— START Input rows —

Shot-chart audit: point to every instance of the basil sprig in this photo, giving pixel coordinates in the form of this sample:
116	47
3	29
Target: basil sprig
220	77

— END Input rows —

**Task to complete:** Rewrite the records above, changing every "basil sprig" to "mint leaf" and leaving everything else unchanged.

**Result below:**
Shot-chart audit: point to every instance of the mint leaf in this photo, giving pixel coordinates in the form of this sample:
116	47
3	29
Target: mint leaf
220	77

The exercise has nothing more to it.